── Source passage
The integration of IoT into processes of inventory management can also introduce more transparency between actors in supply chains, bringing about more efficient planning and sustainable production. Specifically, in the agricultural sector, where supply is especially unpredictable, Near Field Communication (NFC) tags may be used to tag produce, and Android devices with NFC readers and GPS antennae could identify and track information (e.g., location, origin, certification, price) on that produce through the internet (Srinivasan et al., 2017). Such a system could prevent wastage and waiting times as well as optimize supply chain integration, reducing overall emissions within the agricultural sector.
────
To-do list:
a – List the kinds of produce information that the passage on IoT in inventory management gives as examples of what could be identified and tracked.
b – Write the next part of the passage on IoT in inventory management, picking up after its final sentence.
── Supplied entries
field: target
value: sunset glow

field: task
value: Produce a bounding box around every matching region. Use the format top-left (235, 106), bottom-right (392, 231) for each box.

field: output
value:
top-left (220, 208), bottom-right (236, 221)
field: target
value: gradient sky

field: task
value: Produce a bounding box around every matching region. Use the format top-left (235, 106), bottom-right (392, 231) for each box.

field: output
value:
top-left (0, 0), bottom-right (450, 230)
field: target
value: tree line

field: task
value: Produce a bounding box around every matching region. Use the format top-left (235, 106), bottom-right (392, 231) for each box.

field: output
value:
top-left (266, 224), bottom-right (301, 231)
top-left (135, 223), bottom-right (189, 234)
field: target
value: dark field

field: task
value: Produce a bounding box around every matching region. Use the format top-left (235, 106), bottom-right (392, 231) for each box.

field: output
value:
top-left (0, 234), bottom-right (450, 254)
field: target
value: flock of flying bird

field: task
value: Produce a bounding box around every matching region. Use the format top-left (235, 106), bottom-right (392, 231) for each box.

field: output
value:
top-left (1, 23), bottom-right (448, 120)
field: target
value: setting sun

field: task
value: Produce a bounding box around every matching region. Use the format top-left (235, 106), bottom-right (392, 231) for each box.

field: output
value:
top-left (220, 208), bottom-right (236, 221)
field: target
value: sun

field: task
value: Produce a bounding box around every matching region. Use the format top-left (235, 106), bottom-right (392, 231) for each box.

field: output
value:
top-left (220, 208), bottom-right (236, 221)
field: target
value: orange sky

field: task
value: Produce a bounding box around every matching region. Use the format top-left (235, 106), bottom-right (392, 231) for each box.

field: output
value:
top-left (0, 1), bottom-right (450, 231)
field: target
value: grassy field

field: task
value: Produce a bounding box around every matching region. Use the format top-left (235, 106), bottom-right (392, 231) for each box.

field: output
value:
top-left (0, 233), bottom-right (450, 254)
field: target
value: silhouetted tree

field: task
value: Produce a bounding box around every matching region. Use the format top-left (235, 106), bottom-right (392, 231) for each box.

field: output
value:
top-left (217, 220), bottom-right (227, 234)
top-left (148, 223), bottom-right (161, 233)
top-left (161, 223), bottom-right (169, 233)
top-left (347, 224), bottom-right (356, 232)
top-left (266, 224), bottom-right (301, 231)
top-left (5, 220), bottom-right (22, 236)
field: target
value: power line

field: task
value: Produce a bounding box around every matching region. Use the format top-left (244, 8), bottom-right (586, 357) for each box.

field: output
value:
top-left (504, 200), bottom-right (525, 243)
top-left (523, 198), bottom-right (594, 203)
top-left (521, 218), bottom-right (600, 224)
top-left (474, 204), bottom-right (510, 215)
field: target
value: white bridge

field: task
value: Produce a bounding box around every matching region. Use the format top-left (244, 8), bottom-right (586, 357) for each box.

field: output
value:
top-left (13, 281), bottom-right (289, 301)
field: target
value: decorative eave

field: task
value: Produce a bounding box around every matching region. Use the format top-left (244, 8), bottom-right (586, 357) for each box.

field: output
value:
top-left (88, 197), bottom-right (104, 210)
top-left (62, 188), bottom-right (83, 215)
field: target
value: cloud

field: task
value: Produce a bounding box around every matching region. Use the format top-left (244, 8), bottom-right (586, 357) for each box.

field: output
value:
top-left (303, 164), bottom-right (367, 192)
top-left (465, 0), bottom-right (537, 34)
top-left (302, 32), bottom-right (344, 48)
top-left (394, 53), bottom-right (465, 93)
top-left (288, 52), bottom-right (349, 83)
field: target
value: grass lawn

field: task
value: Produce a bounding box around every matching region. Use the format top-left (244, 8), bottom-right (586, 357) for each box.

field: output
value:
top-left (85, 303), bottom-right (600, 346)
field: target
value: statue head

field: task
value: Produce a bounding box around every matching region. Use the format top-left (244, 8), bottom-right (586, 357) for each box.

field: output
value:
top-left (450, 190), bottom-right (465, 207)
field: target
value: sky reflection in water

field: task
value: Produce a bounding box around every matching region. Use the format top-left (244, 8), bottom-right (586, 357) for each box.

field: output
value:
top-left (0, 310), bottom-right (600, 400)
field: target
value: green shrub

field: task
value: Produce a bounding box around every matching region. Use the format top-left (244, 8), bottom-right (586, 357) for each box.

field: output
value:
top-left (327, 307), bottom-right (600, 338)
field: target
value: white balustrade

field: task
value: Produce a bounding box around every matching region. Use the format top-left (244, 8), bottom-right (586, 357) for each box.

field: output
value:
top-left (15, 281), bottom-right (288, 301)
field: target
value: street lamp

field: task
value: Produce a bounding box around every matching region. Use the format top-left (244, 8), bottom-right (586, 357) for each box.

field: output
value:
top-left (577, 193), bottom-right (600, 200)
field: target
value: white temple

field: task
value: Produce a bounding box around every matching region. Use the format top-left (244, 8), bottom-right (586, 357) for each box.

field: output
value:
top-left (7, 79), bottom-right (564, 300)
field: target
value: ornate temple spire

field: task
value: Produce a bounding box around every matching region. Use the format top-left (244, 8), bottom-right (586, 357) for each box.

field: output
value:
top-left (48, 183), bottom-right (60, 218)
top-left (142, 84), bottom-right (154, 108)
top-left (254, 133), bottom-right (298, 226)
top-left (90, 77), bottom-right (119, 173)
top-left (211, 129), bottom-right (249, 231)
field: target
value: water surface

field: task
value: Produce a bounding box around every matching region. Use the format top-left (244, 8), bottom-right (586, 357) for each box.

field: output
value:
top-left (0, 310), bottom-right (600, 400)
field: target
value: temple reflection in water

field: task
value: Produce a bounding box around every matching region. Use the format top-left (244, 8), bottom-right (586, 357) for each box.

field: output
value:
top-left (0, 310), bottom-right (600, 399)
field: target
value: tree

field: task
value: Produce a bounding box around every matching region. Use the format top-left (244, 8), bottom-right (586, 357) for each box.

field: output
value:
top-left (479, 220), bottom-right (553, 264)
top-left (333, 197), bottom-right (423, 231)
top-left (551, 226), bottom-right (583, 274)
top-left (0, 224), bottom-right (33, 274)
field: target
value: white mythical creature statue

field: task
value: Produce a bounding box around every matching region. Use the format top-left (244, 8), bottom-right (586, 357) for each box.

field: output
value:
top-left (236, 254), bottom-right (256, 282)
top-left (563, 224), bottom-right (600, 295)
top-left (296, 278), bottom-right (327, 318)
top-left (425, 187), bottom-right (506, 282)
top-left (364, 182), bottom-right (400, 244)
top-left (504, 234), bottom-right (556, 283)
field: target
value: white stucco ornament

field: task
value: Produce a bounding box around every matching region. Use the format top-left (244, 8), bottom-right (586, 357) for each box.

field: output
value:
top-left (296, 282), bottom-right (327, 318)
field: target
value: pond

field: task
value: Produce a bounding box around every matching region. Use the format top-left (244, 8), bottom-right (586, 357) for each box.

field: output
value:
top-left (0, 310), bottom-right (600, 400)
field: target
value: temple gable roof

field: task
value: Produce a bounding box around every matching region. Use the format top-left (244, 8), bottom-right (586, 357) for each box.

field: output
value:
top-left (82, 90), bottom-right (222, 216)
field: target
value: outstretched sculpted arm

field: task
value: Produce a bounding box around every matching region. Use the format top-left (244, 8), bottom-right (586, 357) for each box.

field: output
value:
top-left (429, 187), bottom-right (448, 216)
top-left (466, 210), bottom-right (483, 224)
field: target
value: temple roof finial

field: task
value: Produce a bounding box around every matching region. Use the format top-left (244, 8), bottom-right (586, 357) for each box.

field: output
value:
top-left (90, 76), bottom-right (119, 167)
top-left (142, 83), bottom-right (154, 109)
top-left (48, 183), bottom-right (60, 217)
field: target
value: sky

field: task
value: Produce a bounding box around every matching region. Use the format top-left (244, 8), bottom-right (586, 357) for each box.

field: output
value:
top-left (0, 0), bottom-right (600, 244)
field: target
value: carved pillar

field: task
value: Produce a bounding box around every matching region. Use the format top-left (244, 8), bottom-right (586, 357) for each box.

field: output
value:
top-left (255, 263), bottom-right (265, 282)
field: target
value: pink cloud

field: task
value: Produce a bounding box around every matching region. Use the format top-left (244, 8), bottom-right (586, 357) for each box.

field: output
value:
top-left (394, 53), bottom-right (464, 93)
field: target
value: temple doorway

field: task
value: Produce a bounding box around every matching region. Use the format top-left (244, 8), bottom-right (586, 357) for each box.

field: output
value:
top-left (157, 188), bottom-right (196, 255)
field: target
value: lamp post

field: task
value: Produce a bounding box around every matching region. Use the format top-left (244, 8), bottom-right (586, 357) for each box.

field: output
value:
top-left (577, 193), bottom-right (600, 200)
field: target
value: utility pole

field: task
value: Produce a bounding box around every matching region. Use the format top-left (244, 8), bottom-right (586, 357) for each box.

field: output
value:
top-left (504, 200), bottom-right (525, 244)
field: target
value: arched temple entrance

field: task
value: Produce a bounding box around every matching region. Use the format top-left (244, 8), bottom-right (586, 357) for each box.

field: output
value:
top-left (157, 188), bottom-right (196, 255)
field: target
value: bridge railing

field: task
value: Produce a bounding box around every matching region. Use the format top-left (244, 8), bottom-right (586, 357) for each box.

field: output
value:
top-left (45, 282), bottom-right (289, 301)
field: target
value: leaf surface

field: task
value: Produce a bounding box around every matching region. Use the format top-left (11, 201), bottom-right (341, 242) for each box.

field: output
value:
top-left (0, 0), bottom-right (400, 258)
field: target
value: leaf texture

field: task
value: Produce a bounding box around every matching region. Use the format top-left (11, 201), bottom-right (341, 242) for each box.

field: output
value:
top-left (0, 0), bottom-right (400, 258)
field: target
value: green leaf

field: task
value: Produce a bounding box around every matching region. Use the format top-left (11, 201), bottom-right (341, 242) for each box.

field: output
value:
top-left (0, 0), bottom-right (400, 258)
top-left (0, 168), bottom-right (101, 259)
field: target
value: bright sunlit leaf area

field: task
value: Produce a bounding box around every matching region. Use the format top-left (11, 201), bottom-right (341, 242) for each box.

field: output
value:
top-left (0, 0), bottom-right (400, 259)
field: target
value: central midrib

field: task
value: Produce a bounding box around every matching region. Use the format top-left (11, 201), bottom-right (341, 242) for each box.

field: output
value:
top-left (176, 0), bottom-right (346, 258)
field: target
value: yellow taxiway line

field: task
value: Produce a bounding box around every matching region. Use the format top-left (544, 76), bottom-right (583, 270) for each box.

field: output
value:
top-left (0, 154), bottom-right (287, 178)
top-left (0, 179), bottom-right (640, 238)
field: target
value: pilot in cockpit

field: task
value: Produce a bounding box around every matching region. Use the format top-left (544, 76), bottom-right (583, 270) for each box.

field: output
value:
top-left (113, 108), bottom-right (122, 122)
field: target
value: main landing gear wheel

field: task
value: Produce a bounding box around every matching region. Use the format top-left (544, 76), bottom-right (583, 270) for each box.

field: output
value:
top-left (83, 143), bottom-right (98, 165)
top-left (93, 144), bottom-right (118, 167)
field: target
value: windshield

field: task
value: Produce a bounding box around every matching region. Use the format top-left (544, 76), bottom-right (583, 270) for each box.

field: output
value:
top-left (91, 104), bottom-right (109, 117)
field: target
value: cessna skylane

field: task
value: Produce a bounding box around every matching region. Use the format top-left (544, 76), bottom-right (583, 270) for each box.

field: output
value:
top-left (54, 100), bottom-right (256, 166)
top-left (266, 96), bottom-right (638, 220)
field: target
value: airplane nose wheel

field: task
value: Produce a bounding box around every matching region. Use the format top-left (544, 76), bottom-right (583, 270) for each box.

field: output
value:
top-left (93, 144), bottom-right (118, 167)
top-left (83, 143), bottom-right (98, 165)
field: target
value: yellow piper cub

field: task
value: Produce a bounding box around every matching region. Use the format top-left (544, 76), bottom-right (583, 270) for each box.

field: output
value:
────
Answers provided:
a – location, origin, certification, price

b –
Lowering Technical Barriers for Emissions Tracking
IoT technology is capable of obtaining technically challenging data in both adaptation and mitigation domains. Low-power and long-range IoT devices can be installed at various industrial sites to capture GHG emissions in real time or near-real time. An example includes Envira IoT's Nanoenvi devices, which feature multiple probes and sensors and can be installed in industrial plants to monitor the concentrations of process gases. They can withstand harsh conditions and can be integrated with various IoT control centers using communication protocols (e.g., message formats, communication and transport networks, M2M networks). In smart city initiatives, open-source, long-range, low latency, and low power wireless network standards like DASH7 may be integrated with IoT devices to collect information on temperature, light, humidity, and pressure for the monitoring of green infrastructure (Le et al., 2019). These devices could also be employed in the adaptation domain, where sensors measuring water level, water speed, temperature, humidity, and turbidity, can generate warnings for flood detection systems. In the construction sector, specifically, an IoT-based system could make use of a distributed sensor network (e.g., RFID) to collect real-time emissions data to improve carbon emissions monitoring at different stages of the construction process (Mao et al., 2018).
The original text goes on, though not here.